**Extrait cité**
Reportage.L’ancien Soweto était un bidonville, le symbole international de l’apartheid et de la misère. Le nouveau Soweto est une métropole qui produit de la mode et de la musique pour la génération qui n’a pas connu l’apartheid. A la veille des élections, reportage dans la vitrine du régime de l’ANC, le parti de Nelson Mandela.
Texte Bartholomäus Grill
Photos Per-Anders Pettersson
Et encore un bus bourré de touristes! Tous veulent voir la maison de Nelson Mandela, au 8115 Vilakazi Street, Orlando West, Soweto. «Désormais, les Blancs débarquent par cohortes entières et nous regardent comme des bêtes curieuses», constate Sibu Sithole, qui attire en effet les regards de visiteurs avec son T-shirt rose et son pantalon cargo aux appliques d’alu et aux revers léopard. Il porte au cou des amulettes et des ciseaux à ongles, sa coiffure s’inspire de celle de Bart Simpson. Sibu Sithole, 30 ans, est designer de mode.
«La plupart des gens prennent toujours notre township pour un ghetto. Il y a longtemps que ce n’est plus vrai», dit-il en désignant le Soweto Theatre, un édifice avant-gardiste juché sur une colline du quartier de Jabulani. Et, juste derrière, un centre commercial moderne, une nouvelle clinique géante et des immeubles d’habitation peints de tons pastel. «Le nouveau Soweto, c’est ça.»
Au temps de l’apartheid, Soweto rimait avec misère, violence et désespoir: un immense bidonville proche de Johannesburg qu’on ne s’était même pas donné la peine de baptiser autrement que SOuth WEstern TOwnship, l’acronyme donnant Soweto. Le bidonville s’est mué en une métropole de 2 millions d’habitants, des autoroutes à quatre pistes relient ses quartiers, de nouvelles zones résidentielles voient s’aligner les banques, supermarchés et autres concessionnaires automobiles. Les anciennes maisonnettes ont été retapées, le gazon est ciselé.
L’image d’une nouvelle afrique du sud
Ces dix dernières années, la valeur des logements a été multipliée par quatre. Le commerce et les PME ont fait des petits, une classe moyenne est née. A la veille des élections générales du 7 au 9 mai, le gouvernement utilise volontiers l’exemple de Soweto pour faire sa pub: «Regardez, nous avons vaincu la pauvreté, c’est l’image de la nouvelle Afrique du Sud.» L’Etat a injecté des milliards de rands (1 rand = 0,08 franc) pour le réseau électrique, l’eau, la voirie. Les services communaux fonctionnent mieux que dans le reste du pays.

**Données fournies**
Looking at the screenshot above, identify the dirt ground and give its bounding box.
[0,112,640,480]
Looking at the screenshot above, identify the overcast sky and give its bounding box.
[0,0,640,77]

**Liste des tâches**
1. D'après le reportage sur Soweto, à quelle adresse se trouve la maison de Nelson Mandela ?
2. Reprenez le reportage sur Soweto à la suite de sa dernière phrase.

**Réponses par tâche**
1. Au 8115 Vilakazi Street, Orlando West, Soweto.

2.
«Les Noirs qui ont réussi reviennent ici», assure Sibu Sithole. Le fait est que les jeunes artistes, designers et musiciens de Soweto s’affirment avec orgueil: leur adresse n’est plus un stigmate mais une marque. Ils ont inventé le Soweto Style et influencent la culture des jeunes dans tout le pays. Le kwaito, sorte de hip-hop made in Soweto, a déferlé sur l’Afrique entière.
Il y a aussi la nouvelle bourgeoisie noire, devenue riche en peu de temps grâce à des postes dans l’administration et à ses participations dans les grandes entreprises. La plupart d’entre eux n’ont jamais quitté Soweto mais tout simplement déménagé dans des quartiers comme Orlando West, surnommé ici Beverly Hills. Ces nouveaux riches possèdent des villas à faire pâlir d’envie leurs concitoyens blancs et roulent dans de puissants 4x4 aux vitres teintées.
Le pouvoir d’achat des habitants moins favorisés s’est accru grâce aux prestations sociales de l’Etat, d’un montant de 5 milliards de rands (400 millions de francs) par an. Au Maponya Mall, on ne déniche qu’un seul Blanc qui tente de vendre des voitures d’occasion. Derrière son stand se dresse la statue de bronze commémorant le massacre, le 16 juin 1976, d’écoliers qui manifestaient contre l’enseignement des Noirs uniquement en langue afrikaans et un système scolaire à deux vitesses (le gouvernement consacrait un montant quinze fois supérieur à l’éducation des Blancs qu’à celle des Noirs. Le massacre de Soweto aurait causé au moins 575 morts tués par balle, peut-être 1000, ndlr). «C’est de l’histoire», commente Sibu Sithole, qui ne veut plus rien savoir de la lutte pour la libération.
Et c’est aussi l’avis de beaucoup de Born Free, la génération de ceux qui ont grandi dans la liberté et la jugent normale. Ils sont hédonistes, avec quelque chose d’infantile. On voit des ados se réunir la nuit pour lacérer des vêtements de marque, fracasser des smartphones et brûler des billets de banque. Le mouvement s’appelle Izikhothane, sa devise est: «Nous pouvons tout nous offrir.» D’autres claquent leur argent pour les fringues, à l’instar des Italians, qui ne portent que des griffes italiennes, avant tout Versace. Molefe Mohale n’est même plus agacé. Ce qui l’inquiète, c’est que «tous ces gars sont endettés jusqu’aux oreilles».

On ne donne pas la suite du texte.